◆ **WORK TASK**: Please set down exactly the lines of the listing below from the line containing "negative clicks: (4, 93)" through the line containing "box: [92, 55, 147, 76]", both lines included, leaving out all other lines.

◆ **GIVEN DATA**:
--- START ---

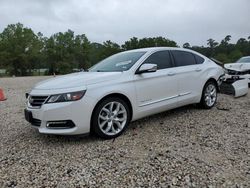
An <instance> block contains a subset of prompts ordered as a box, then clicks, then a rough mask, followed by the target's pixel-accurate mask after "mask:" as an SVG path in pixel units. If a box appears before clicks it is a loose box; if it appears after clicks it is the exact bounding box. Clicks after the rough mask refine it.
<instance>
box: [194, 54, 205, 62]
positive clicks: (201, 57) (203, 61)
mask: <svg viewBox="0 0 250 188" xmlns="http://www.w3.org/2000/svg"><path fill="white" fill-rule="evenodd" d="M194 57H195V59H196V63H197V64H202V63H204V61H205V59H204V58H203V57H201V56H199V55H196V54H194Z"/></svg>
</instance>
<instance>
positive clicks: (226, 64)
mask: <svg viewBox="0 0 250 188" xmlns="http://www.w3.org/2000/svg"><path fill="white" fill-rule="evenodd" d="M224 67H225V68H226V69H229V70H234V71H239V72H240V71H247V70H250V63H228V64H225V65H224Z"/></svg>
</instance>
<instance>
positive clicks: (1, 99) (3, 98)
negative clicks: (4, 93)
mask: <svg viewBox="0 0 250 188" xmlns="http://www.w3.org/2000/svg"><path fill="white" fill-rule="evenodd" d="M5 100H6V98H5V96H4V94H3V90H2V89H1V88H0V101H5Z"/></svg>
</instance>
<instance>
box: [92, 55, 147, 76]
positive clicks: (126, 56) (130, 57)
mask: <svg viewBox="0 0 250 188" xmlns="http://www.w3.org/2000/svg"><path fill="white" fill-rule="evenodd" d="M145 53H146V52H125V53H119V54H115V55H113V56H110V57H108V58H106V59H104V60H102V61H101V62H99V63H98V64H96V65H94V66H93V67H91V68H90V69H89V71H90V72H122V71H127V70H129V69H130V68H131V67H132V66H133V65H134V64H135V63H136V62H137V61H138V60H139V59H140V58H141V57H142V56H143V55H144V54H145Z"/></svg>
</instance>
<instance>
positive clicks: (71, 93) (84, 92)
mask: <svg viewBox="0 0 250 188" xmlns="http://www.w3.org/2000/svg"><path fill="white" fill-rule="evenodd" d="M85 93H86V90H85V91H77V92H72V93H63V94H58V95H51V96H50V97H49V99H48V100H47V102H46V103H58V102H69V101H78V100H80V99H81V98H82V97H83V96H84V94H85Z"/></svg>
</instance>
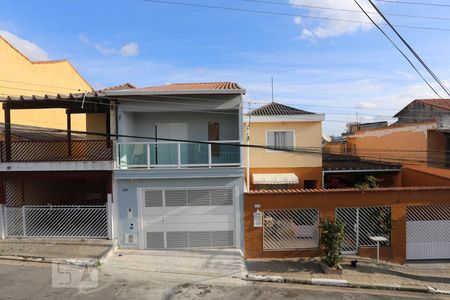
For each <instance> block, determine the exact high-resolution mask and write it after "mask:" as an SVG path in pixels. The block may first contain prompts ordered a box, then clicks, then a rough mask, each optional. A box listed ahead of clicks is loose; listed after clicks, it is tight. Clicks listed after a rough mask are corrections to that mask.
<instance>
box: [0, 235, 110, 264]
mask: <svg viewBox="0 0 450 300" xmlns="http://www.w3.org/2000/svg"><path fill="white" fill-rule="evenodd" d="M116 250H117V240H114V242H113V245H112V247H111V249H109V250H108V251H107V252H105V253H104V254H102V255H101V256H100V257H97V258H86V259H62V258H48V257H39V256H22V255H0V259H6V260H16V261H23V262H38V263H49V264H51V263H59V264H67V265H75V266H80V267H96V266H98V265H100V264H103V263H104V262H105V261H106V259H108V257H109V256H111V255H112V254H113V253H114V252H115V251H116Z"/></svg>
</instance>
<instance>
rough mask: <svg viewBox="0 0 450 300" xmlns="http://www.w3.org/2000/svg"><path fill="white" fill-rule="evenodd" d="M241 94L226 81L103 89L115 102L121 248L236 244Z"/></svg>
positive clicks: (119, 220)
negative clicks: (117, 88) (139, 87)
mask: <svg viewBox="0 0 450 300" xmlns="http://www.w3.org/2000/svg"><path fill="white" fill-rule="evenodd" d="M244 93H245V90H244V89H242V88H241V87H240V86H239V85H238V84H236V83H228V82H221V83H200V84H171V85H166V86H159V87H148V88H140V89H127V90H117V91H110V92H108V97H110V98H111V97H113V98H114V99H116V101H117V103H118V112H117V128H118V136H119V137H118V140H117V149H116V156H115V160H116V161H115V170H114V174H113V189H114V199H117V200H116V201H115V203H114V205H115V212H116V215H115V220H116V222H115V223H116V225H115V230H116V232H117V239H118V241H119V245H120V246H121V247H127V248H139V249H176V248H229V247H231V248H233V247H235V248H241V247H242V246H243V233H242V230H243V229H242V222H243V221H242V220H243V219H242V211H243V182H244V170H243V167H242V160H241V157H242V154H241V152H242V149H241V147H240V144H241V143H242V128H241V124H242V96H243V94H244Z"/></svg>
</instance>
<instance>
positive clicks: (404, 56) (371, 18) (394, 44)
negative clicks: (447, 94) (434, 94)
mask: <svg viewBox="0 0 450 300" xmlns="http://www.w3.org/2000/svg"><path fill="white" fill-rule="evenodd" d="M353 1H354V2H355V3H356V5H358V7H359V8H360V9H361V11H362V12H364V14H365V15H366V16H367V18H369V20H370V21H371V22H372V23H373V25H375V27H376V28H377V29H378V30H380V31H381V33H382V34H383V35H384V36H385V37H386V38H387V39H388V41H389V42H390V43H391V44H392V45H393V46H394V47H395V49H397V51H398V52H400V54H401V55H402V56H403V57H404V58H405V59H406V60H407V61H408V63H409V64H410V65H411V67H412V68H413V69H414V70H415V71H416V73H417V74H418V75H419V76H420V78H422V80H423V81H424V82H425V83H426V84H427V85H428V87H429V88H430V89H431V90H432V91H433V92H434V93H435V94H436V95H437V96H438V97H439V98H441V99H442V97H441V95H439V93H438V92H437V91H436V90H435V89H434V88H433V87H432V86H431V84H430V83H429V82H428V81H427V80H426V79H425V77H424V76H423V75H422V74H421V73H420V71H419V70H418V69H417V68H416V66H415V65H414V64H413V63H412V61H411V60H410V59H409V58H408V57H407V56H406V54H405V53H404V52H403V51H402V50H401V49H400V48H399V47H398V46H397V45H396V44H395V43H394V41H393V40H392V39H391V38H390V37H389V36H388V35H387V33H386V32H384V30H383V29H382V28H381V27H380V26H379V25H378V24H377V23H376V22H375V21H374V20H373V19H372V17H371V16H370V15H369V14H368V13H367V12H366V11H365V10H364V8H363V7H362V6H361V5H360V4H359V3H358V1H356V0H353Z"/></svg>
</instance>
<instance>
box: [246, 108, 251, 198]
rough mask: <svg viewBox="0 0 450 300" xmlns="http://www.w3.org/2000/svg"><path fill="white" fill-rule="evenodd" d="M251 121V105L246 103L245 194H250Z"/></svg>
mask: <svg viewBox="0 0 450 300" xmlns="http://www.w3.org/2000/svg"><path fill="white" fill-rule="evenodd" d="M251 120H252V110H251V104H250V102H249V103H248V120H247V181H246V185H247V192H250V122H251Z"/></svg>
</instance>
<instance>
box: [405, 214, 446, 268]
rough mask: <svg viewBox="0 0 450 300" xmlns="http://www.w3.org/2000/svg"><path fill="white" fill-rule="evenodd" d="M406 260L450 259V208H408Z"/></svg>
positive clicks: (406, 236)
mask: <svg viewBox="0 0 450 300" xmlns="http://www.w3.org/2000/svg"><path fill="white" fill-rule="evenodd" d="M406 259H411V260H413V259H450V206H408V208H407V212H406Z"/></svg>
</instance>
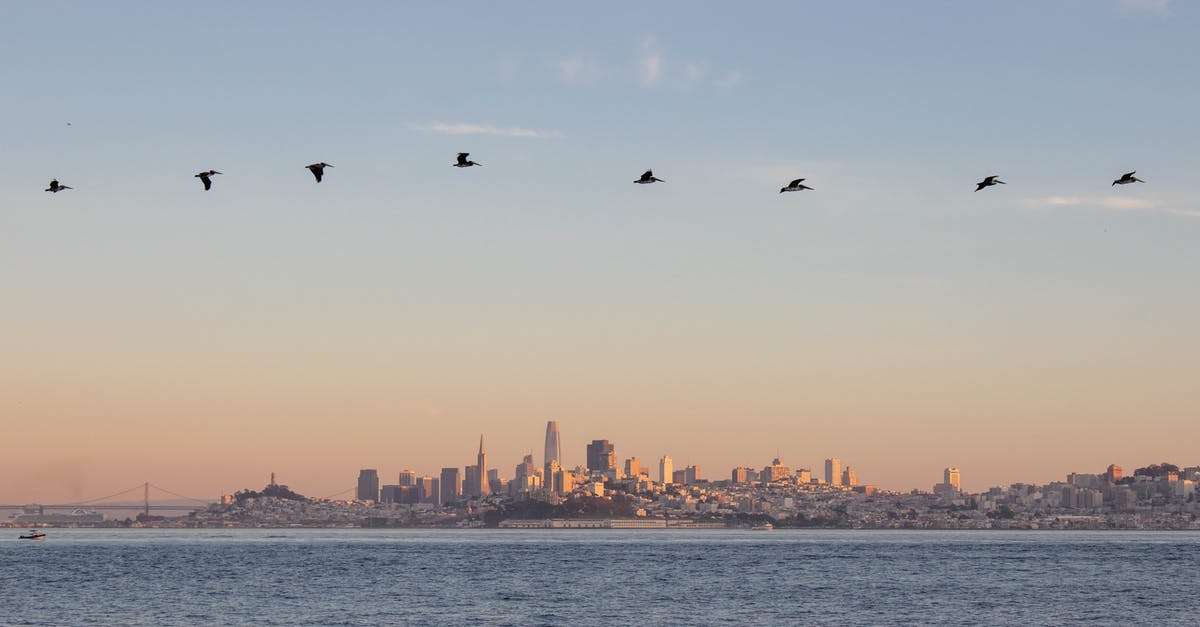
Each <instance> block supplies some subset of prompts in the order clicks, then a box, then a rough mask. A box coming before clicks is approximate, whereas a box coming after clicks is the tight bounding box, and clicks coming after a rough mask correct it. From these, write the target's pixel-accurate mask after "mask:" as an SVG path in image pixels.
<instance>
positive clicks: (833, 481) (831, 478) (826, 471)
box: [826, 458, 841, 485]
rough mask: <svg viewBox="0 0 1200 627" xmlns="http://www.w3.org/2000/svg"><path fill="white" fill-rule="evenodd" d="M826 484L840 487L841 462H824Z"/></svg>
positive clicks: (840, 477) (837, 458) (834, 460)
mask: <svg viewBox="0 0 1200 627" xmlns="http://www.w3.org/2000/svg"><path fill="white" fill-rule="evenodd" d="M826 483H828V484H829V485H841V460H840V459H838V458H832V459H827V460H826Z"/></svg>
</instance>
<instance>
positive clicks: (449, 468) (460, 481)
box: [438, 468, 462, 504]
mask: <svg viewBox="0 0 1200 627" xmlns="http://www.w3.org/2000/svg"><path fill="white" fill-rule="evenodd" d="M438 483H439V488H440V490H439V491H440V492H442V504H449V503H452V502H455V501H458V500H460V498H462V476H461V473H460V472H458V468H442V479H440V480H439V482H438Z"/></svg>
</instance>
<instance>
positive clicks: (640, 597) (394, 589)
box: [0, 530, 1200, 625]
mask: <svg viewBox="0 0 1200 627" xmlns="http://www.w3.org/2000/svg"><path fill="white" fill-rule="evenodd" d="M6 531H7V530H6ZM11 536H12V538H7V537H6V538H0V566H2V568H0V591H2V593H4V598H2V599H0V625H84V623H88V625H409V623H412V625H460V623H484V625H895V623H900V625H917V623H919V625H934V623H941V625H1018V623H1019V625H1084V623H1087V625H1200V604H1198V597H1196V593H1198V591H1200V535H1198V533H1187V532H1181V533H1165V532H1158V533H1152V532H1145V533H1144V532H1013V533H1009V532H884V531H872V532H852V531H775V532H750V531H745V532H740V531H480V530H472V531H397V530H386V531H383V530H380V531H373V530H331V531H325V530H320V531H317V530H289V531H284V532H281V531H278V530H270V531H256V530H244V531H234V532H229V531H227V530H222V531H220V532H206V531H186V532H180V531H158V530H96V531H91V530H50V537H49V539H47V541H46V542H28V541H24V542H23V541H17V539H16V536H17V533H14V532H11Z"/></svg>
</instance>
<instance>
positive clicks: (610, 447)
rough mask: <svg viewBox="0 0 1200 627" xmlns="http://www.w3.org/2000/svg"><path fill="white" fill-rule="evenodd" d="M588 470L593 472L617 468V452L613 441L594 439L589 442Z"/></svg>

--- END ---

◆ **SOLUTION TO THIS PROBLEM**:
negative clicks: (4, 93)
mask: <svg viewBox="0 0 250 188" xmlns="http://www.w3.org/2000/svg"><path fill="white" fill-rule="evenodd" d="M5 100H6V98H5V96H4V94H3V90H2V89H1V88H0V101H5Z"/></svg>
</instance>
<instance>
box: [92, 55, 147, 76]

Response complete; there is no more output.